• [Task]: The "the tree foliage" line through the end of the listing below is what to set down, word for word, and nothing else.

• [Material provided]:
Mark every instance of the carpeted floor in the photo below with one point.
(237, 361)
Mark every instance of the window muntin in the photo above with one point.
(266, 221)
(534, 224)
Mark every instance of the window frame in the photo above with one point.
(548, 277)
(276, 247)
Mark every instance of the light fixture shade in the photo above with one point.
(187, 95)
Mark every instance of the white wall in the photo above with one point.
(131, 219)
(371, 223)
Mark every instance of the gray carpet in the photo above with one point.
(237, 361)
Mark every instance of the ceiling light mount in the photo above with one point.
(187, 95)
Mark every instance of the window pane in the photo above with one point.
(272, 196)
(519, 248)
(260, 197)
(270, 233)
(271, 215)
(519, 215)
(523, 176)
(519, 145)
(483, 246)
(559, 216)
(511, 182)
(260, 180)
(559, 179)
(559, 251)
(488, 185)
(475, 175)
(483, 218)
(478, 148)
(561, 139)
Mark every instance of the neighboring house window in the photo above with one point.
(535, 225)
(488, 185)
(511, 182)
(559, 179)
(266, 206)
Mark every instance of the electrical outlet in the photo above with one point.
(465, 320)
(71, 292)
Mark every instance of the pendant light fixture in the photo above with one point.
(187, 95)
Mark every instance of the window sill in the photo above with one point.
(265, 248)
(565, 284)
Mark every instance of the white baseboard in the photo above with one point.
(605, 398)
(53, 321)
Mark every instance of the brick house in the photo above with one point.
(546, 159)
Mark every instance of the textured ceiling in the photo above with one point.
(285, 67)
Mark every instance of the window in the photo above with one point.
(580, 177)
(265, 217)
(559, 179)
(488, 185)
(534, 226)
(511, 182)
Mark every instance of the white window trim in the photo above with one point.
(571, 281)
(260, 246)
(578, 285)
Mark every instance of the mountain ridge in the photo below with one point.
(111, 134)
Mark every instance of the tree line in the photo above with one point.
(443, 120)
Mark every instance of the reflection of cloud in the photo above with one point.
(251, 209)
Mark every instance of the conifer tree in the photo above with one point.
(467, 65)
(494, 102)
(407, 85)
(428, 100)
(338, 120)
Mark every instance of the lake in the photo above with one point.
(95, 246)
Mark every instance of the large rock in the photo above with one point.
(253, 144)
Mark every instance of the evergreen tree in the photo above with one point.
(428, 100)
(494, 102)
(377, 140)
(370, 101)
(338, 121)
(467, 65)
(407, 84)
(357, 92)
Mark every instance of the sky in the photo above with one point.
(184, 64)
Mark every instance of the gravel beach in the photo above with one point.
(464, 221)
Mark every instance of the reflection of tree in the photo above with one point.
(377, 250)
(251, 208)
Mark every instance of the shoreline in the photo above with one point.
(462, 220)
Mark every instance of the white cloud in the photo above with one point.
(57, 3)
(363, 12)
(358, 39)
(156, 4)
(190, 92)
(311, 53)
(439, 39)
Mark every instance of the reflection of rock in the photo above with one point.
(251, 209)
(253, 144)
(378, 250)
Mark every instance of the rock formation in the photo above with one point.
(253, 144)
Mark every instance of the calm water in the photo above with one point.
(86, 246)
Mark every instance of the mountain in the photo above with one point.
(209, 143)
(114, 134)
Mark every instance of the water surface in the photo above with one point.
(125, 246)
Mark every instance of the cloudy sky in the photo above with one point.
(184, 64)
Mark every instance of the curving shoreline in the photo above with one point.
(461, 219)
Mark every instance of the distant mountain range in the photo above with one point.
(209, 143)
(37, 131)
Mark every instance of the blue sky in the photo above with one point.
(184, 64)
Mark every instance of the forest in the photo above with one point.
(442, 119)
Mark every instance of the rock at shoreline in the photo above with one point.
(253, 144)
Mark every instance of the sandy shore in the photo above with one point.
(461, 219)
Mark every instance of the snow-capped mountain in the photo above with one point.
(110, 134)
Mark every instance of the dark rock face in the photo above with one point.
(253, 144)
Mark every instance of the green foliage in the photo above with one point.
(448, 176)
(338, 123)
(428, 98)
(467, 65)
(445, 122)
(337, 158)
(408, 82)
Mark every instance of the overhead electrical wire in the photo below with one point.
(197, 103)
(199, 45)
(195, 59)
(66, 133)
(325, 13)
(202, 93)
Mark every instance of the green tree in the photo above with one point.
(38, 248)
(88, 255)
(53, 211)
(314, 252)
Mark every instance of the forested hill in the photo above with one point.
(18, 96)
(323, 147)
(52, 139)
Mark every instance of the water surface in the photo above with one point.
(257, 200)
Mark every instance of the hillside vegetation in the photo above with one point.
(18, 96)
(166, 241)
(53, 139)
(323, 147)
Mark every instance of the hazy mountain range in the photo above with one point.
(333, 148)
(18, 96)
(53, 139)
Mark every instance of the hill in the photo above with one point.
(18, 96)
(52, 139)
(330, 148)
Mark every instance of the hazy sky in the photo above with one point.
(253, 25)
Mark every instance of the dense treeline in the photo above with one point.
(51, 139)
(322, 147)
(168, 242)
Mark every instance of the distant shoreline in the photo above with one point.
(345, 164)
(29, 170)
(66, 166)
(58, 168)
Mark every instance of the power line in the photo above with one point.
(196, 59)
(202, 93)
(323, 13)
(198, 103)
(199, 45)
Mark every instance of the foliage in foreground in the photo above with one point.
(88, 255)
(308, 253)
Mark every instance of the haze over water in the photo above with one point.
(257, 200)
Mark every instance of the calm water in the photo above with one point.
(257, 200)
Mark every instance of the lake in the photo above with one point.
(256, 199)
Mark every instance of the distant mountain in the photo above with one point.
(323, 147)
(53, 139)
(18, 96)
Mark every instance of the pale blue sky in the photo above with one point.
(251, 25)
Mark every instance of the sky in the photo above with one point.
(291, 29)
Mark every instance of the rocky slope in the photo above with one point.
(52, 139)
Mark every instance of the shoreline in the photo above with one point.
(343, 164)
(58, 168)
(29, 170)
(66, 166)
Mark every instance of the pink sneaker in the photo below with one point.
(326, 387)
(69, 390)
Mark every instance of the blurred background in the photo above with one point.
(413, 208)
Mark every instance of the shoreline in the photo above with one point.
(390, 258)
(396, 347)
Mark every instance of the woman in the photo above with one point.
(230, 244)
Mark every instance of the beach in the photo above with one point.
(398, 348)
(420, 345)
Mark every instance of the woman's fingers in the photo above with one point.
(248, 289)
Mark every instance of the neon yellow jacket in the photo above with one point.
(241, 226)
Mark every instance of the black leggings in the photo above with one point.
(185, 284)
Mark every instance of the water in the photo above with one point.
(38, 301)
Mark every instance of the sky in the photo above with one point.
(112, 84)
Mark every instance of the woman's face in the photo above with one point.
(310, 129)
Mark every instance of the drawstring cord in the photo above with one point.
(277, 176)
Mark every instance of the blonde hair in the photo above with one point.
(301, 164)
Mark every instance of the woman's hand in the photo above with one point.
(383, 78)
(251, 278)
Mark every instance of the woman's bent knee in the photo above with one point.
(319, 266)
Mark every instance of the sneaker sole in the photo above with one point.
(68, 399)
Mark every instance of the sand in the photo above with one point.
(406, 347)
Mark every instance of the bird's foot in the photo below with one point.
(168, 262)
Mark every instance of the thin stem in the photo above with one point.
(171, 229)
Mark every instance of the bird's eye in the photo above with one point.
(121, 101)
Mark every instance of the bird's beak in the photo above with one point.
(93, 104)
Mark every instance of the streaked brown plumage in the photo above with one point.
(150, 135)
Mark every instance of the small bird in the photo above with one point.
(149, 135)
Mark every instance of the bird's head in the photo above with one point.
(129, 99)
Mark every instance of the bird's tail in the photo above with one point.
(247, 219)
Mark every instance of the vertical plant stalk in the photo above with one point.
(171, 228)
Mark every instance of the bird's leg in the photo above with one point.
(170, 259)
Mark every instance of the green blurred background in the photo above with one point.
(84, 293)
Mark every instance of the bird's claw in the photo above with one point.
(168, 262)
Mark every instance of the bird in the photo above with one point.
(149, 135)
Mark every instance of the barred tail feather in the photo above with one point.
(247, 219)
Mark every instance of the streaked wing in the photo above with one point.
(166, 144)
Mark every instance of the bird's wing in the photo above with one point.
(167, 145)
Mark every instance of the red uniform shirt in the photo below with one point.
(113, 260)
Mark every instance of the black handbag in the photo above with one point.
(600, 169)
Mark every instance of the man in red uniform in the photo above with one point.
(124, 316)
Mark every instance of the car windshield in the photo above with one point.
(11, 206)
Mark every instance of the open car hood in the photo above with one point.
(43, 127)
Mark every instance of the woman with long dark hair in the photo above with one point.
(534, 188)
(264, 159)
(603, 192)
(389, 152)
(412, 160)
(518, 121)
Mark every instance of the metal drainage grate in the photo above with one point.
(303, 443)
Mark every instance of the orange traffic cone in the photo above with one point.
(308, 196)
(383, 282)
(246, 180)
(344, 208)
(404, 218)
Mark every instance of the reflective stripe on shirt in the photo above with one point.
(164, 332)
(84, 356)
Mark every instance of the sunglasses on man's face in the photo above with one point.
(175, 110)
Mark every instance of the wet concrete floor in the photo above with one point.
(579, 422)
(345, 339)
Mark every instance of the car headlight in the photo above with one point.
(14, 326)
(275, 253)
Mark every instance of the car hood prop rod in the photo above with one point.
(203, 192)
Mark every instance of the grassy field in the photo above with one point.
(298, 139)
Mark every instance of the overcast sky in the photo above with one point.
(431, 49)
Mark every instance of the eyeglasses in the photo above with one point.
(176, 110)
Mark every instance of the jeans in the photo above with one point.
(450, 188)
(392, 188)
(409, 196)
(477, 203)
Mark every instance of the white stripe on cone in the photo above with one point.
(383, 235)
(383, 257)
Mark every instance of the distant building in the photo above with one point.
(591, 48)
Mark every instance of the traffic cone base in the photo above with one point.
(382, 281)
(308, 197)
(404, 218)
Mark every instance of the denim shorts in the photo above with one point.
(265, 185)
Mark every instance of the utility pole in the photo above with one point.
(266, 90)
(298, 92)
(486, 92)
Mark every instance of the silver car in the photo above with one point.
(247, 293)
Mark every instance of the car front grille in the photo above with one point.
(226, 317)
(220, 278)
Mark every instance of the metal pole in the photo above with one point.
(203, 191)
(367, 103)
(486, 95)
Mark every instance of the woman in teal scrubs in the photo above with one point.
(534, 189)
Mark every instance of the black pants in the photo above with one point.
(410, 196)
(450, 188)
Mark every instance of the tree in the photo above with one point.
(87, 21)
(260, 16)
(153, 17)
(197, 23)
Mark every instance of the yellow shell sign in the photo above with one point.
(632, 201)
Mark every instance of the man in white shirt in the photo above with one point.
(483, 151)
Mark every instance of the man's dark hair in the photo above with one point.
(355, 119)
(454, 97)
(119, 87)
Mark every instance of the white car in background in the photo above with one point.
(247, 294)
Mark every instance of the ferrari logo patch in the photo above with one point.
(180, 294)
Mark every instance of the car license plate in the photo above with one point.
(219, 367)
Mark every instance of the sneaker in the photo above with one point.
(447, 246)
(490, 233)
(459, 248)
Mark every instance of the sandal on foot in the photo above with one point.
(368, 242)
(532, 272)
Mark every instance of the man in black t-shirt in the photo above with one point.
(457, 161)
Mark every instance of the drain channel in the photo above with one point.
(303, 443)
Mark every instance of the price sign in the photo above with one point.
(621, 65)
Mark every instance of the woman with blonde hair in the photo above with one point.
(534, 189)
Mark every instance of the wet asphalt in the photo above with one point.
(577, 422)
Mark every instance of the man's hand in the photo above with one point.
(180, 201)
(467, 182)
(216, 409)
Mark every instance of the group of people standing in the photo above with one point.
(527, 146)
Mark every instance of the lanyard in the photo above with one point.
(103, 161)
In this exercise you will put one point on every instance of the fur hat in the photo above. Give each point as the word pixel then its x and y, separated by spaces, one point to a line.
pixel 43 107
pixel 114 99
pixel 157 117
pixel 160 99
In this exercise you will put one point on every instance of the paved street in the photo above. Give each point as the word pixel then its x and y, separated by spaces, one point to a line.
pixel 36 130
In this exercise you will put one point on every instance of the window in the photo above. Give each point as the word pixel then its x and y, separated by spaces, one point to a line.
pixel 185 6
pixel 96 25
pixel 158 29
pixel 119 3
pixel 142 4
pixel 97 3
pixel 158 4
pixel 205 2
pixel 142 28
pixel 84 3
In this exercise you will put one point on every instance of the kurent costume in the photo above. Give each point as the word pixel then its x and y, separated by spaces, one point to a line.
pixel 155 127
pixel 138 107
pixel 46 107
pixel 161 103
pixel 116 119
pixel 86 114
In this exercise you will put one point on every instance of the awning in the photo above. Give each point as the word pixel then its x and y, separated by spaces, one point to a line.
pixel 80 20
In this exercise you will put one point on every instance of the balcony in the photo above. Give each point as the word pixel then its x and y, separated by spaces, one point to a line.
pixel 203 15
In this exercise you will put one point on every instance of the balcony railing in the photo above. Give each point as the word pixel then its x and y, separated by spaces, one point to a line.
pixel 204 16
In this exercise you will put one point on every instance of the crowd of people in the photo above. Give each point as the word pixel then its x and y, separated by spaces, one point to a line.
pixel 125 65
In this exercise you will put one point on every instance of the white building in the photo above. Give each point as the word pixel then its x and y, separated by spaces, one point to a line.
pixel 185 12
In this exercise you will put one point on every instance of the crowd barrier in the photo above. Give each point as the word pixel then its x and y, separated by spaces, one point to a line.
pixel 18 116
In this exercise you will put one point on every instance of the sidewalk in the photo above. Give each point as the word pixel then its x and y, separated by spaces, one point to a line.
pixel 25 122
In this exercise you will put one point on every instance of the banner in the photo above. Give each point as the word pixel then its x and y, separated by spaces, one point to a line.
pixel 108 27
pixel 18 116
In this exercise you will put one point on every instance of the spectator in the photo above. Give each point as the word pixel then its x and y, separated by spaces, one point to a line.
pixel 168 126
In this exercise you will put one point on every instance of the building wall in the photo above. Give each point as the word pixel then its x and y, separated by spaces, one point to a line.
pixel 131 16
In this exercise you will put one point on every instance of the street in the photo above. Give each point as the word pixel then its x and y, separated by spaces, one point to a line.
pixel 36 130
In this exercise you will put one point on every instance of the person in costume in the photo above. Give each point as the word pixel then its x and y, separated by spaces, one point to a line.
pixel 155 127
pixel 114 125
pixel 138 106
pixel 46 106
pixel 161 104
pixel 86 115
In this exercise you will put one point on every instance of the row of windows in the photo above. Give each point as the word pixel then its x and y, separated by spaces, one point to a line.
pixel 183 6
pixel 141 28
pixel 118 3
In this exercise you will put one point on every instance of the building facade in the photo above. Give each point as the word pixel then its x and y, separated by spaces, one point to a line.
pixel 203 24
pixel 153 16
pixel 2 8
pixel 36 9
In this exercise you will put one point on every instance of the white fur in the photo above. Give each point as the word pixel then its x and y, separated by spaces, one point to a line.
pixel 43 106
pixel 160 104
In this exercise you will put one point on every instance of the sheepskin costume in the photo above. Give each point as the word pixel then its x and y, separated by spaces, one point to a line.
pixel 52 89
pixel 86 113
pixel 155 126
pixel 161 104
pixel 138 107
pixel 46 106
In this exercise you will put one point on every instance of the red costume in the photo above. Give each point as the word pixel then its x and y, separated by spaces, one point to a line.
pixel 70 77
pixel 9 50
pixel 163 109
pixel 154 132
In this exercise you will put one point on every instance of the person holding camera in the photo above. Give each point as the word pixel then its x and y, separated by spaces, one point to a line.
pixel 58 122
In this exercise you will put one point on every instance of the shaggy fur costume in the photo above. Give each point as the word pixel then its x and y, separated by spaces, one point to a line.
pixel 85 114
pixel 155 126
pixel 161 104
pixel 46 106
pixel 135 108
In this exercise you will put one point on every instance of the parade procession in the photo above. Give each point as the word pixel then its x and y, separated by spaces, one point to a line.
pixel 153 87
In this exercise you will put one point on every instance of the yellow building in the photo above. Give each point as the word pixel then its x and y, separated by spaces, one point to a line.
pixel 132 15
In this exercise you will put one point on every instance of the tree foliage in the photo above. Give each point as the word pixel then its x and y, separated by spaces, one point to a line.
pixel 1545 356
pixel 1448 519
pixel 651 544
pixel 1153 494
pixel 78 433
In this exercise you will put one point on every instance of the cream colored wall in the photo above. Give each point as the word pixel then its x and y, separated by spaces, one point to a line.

• [Written answer]:
In this exercise you will put one point on every instance of the tree foliage in the photo above. Give each point as the word pixel then its x and y, separated by spaces, one point to a line.
pixel 1545 356
pixel 1448 519
pixel 651 544
pixel 1153 494
pixel 78 433
In this exercise you will put one point on every instance of the cream colored wall in the photo above. Give each point as the word pixel then its x and y, separated by spaces, one point to a line.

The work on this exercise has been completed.